- _WHAT THIS TASK INVOLVES_
Count the lines in the items below that contain the string "path", with uppercase and lowercase treated as different. Reply with the number only.

- _SUPPLIED RECORDS_

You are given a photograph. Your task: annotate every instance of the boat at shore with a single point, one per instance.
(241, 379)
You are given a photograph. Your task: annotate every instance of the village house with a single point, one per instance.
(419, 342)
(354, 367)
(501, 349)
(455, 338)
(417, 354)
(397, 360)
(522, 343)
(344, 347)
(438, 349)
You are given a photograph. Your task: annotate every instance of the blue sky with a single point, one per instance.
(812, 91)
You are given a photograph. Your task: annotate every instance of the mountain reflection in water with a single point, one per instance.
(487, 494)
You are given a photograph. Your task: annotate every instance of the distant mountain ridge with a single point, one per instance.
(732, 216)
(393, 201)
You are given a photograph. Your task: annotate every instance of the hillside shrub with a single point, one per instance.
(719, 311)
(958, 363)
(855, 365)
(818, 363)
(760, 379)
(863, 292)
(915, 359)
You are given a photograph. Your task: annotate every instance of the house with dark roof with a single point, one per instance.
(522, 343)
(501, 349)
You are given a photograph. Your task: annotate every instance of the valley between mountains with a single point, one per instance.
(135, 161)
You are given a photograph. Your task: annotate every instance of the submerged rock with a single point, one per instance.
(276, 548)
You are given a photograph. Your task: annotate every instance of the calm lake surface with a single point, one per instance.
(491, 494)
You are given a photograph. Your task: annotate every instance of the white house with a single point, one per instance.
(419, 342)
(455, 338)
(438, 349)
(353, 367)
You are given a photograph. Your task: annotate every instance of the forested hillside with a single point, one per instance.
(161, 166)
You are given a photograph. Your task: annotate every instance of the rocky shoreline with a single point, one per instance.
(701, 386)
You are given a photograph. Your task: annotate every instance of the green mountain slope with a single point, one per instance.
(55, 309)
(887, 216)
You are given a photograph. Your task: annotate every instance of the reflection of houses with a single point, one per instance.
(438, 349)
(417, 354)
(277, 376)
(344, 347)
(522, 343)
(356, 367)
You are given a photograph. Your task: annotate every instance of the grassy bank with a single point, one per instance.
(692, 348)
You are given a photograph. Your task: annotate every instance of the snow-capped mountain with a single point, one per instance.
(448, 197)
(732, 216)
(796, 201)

...

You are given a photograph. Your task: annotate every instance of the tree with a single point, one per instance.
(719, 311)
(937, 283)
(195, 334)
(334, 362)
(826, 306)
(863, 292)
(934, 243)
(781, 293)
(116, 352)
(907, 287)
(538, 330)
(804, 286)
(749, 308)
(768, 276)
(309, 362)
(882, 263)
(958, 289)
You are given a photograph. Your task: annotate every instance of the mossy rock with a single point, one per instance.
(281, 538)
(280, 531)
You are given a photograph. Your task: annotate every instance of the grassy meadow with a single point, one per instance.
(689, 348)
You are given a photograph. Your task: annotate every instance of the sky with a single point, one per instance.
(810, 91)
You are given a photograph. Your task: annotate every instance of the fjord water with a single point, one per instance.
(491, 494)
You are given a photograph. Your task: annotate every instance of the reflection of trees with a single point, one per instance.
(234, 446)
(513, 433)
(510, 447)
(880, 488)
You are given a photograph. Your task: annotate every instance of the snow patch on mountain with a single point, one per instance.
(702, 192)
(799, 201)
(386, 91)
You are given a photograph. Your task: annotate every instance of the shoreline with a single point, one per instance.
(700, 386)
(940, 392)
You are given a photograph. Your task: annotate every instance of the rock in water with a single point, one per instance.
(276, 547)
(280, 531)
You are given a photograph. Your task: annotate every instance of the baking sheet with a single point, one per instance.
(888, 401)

...

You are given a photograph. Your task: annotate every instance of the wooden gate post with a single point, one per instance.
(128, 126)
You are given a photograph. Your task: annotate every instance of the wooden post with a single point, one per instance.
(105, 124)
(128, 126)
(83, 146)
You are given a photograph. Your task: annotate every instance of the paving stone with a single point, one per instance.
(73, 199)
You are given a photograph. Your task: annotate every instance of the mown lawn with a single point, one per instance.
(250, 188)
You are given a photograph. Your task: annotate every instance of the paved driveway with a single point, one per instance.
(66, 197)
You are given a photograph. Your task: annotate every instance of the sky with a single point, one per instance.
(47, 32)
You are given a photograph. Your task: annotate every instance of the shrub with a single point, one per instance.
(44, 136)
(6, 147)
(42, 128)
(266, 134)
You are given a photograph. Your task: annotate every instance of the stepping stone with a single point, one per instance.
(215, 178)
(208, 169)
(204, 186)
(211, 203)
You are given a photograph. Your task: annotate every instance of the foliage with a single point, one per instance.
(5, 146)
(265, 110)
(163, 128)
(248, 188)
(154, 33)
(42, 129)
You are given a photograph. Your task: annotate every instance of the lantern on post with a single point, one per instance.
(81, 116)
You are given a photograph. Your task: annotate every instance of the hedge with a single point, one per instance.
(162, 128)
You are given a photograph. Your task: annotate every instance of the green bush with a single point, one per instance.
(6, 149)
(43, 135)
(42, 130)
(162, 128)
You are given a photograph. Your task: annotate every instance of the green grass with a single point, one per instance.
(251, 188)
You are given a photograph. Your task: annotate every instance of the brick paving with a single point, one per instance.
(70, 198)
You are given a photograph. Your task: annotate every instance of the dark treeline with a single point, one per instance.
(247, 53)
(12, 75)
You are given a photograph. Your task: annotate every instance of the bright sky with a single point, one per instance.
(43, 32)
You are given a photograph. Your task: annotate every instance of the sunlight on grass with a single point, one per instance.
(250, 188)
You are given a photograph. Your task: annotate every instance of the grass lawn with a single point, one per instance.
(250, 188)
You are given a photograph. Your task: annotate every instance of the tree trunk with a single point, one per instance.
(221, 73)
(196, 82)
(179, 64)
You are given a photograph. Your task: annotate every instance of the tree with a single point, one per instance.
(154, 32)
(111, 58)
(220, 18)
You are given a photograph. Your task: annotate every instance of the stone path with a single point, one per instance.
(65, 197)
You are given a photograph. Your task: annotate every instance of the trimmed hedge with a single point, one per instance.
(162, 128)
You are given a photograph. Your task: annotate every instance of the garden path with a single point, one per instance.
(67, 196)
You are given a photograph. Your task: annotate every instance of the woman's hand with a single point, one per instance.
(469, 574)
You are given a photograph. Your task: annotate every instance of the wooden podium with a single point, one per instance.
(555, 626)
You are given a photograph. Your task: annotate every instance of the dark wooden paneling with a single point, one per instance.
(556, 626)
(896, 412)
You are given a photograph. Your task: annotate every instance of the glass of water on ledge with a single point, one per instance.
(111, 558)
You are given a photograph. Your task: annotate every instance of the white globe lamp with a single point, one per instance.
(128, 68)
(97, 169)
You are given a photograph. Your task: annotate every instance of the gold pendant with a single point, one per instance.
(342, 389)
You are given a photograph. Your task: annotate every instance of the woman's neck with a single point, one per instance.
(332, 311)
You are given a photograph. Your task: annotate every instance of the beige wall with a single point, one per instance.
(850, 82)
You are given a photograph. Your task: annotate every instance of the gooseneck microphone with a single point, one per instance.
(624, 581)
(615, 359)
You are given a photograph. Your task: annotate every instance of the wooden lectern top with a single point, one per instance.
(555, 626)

- _THE OUTPUT_
2